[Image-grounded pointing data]

·····

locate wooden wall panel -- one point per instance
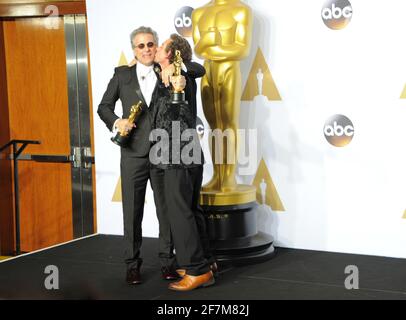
(26, 8)
(37, 94)
(6, 186)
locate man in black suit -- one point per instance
(130, 85)
(182, 178)
(165, 57)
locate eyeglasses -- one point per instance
(142, 45)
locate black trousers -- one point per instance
(135, 173)
(182, 189)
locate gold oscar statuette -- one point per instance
(222, 32)
(177, 96)
(122, 138)
(223, 43)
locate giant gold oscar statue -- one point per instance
(222, 31)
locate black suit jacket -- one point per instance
(124, 86)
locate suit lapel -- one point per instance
(159, 86)
(137, 86)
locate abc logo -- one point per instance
(183, 21)
(199, 127)
(336, 14)
(339, 130)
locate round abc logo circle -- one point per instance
(339, 130)
(183, 21)
(199, 127)
(336, 14)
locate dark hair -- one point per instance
(181, 44)
(140, 30)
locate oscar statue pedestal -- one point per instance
(232, 226)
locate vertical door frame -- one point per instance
(79, 123)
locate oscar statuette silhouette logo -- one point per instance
(122, 138)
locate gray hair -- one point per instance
(143, 29)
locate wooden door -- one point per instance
(42, 105)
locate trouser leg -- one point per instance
(179, 184)
(166, 256)
(134, 177)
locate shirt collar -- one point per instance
(144, 70)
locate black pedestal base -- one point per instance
(234, 237)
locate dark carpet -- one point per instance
(92, 268)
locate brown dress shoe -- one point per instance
(213, 268)
(192, 282)
(181, 272)
(133, 276)
(169, 273)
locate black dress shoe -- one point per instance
(133, 276)
(169, 273)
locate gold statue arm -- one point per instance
(209, 44)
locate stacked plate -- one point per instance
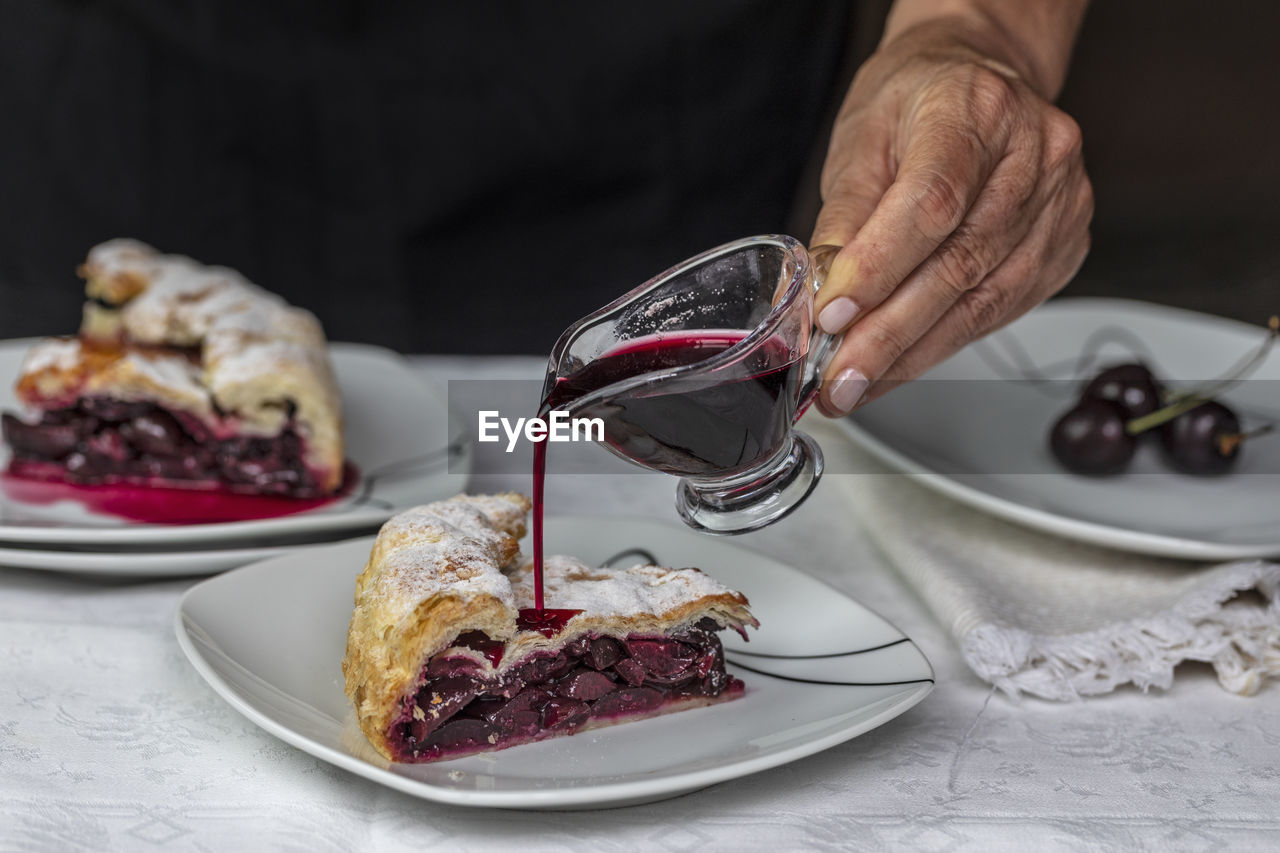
(398, 461)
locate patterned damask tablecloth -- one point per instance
(109, 740)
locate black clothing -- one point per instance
(434, 177)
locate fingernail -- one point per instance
(837, 314)
(846, 389)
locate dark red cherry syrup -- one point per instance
(165, 505)
(717, 423)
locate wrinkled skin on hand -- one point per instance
(959, 196)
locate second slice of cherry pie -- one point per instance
(444, 657)
(182, 374)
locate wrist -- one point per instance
(1027, 40)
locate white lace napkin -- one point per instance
(1033, 612)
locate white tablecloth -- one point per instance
(132, 751)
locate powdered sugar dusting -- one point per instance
(53, 355)
(616, 593)
(455, 546)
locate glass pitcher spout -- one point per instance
(702, 373)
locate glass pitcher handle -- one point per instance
(822, 346)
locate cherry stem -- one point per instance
(1183, 401)
(1226, 445)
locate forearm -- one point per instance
(1033, 37)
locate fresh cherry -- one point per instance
(1092, 438)
(1203, 441)
(1133, 386)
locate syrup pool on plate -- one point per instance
(161, 505)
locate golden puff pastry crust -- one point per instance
(199, 341)
(452, 570)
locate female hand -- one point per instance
(959, 196)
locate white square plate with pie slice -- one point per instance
(821, 669)
(398, 437)
(976, 428)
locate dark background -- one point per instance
(471, 178)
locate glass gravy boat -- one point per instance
(702, 372)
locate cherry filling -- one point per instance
(458, 710)
(100, 439)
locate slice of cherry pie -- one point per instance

·····

• _Exercise goal_
Output the records verbatim, every one of them, and keep the pictures out.

• _Problem solution_
locate wooden wall panel -- one point per instance
(26, 8)
(37, 94)
(6, 186)
locate man in black suit -- one point per instance
(130, 85)
(182, 178)
(165, 57)
locate eyeglasses -- one point per instance
(142, 45)
locate black trousers -- one point per instance
(135, 173)
(182, 189)
locate gold oscar statuette -- one point per instance
(222, 32)
(177, 96)
(122, 138)
(223, 43)
locate giant gold oscar statue -- one point per instance
(222, 31)
locate black suit jacket -- one point per instance
(124, 86)
locate suit lapel -- one point per instance
(159, 86)
(137, 86)
locate abc logo -- one point per instance
(183, 21)
(199, 127)
(336, 14)
(339, 130)
locate round abc logo circle -- one point per instance
(339, 130)
(183, 21)
(199, 127)
(336, 14)
locate dark hair -- one point per instance
(181, 44)
(140, 30)
locate oscar statue pedestal -- one point per instance
(232, 226)
locate vertical door frame -- one point per instance
(79, 123)
locate oscar statuette silhouette logo -- one point per instance
(122, 138)
locate gray hair -- one point per instance
(143, 29)
locate wooden door -- one point per instance
(42, 105)
locate trouser leg -- one point per instance
(179, 184)
(166, 256)
(134, 177)
locate shirt collar -- one point per instance
(144, 70)
locate black pedestal base -- one point per instance
(234, 237)
locate dark carpet -- one point per instance
(92, 268)
locate brown dress shoe -- one point per instance
(213, 268)
(192, 282)
(181, 272)
(133, 276)
(169, 273)
locate black dress shoe -- one point per instance
(133, 276)
(169, 273)
locate gold statue arm -- one point per instance
(209, 44)
locate stacked plate -- one point per instance
(398, 461)
locate patterned damask tablecloth -- one point per instance
(109, 740)
locate black clothing -- one point per instance
(434, 177)
locate fingernail -- one point per instance
(837, 314)
(846, 389)
locate dark red cherry syrup -- one point per instance
(165, 505)
(717, 423)
locate wrinkled skin on hand -- one point per instance
(959, 196)
locate second slice of cherry pie -- one point per instance
(444, 657)
(182, 374)
locate wrist -- one point per instance
(1027, 40)
locate white lace napkin -- one point per instance
(1033, 612)
locate white tablecloth -- one point per instance
(132, 751)
locate powdered sugar dusting -- one point per instance
(53, 355)
(616, 593)
(455, 546)
locate glass pitcher spout -- one point per instance
(702, 373)
locate glass pitcher handle -- one point per instance
(822, 346)
locate cherry stem -- one point per instance
(1183, 401)
(1226, 445)
locate forearm -- one point per instance
(1033, 37)
locate fresh cherry -- one point per instance
(1092, 438)
(1203, 441)
(1133, 386)
locate syrup pool on plate -- one point per instance
(161, 505)
locate golden puff pastry crust -- one point per instance
(199, 341)
(452, 570)
locate female hand -- one point per instance
(959, 196)
locate white square plate with pie slice -- one point per instance
(821, 669)
(398, 437)
(976, 428)
locate dark background -- one point per instance
(471, 178)
locate glass gravy boat -- one point per instance
(702, 372)
locate cherry filling -- one point per instance
(458, 710)
(100, 439)
locate slice of cherry pie -- one point per instance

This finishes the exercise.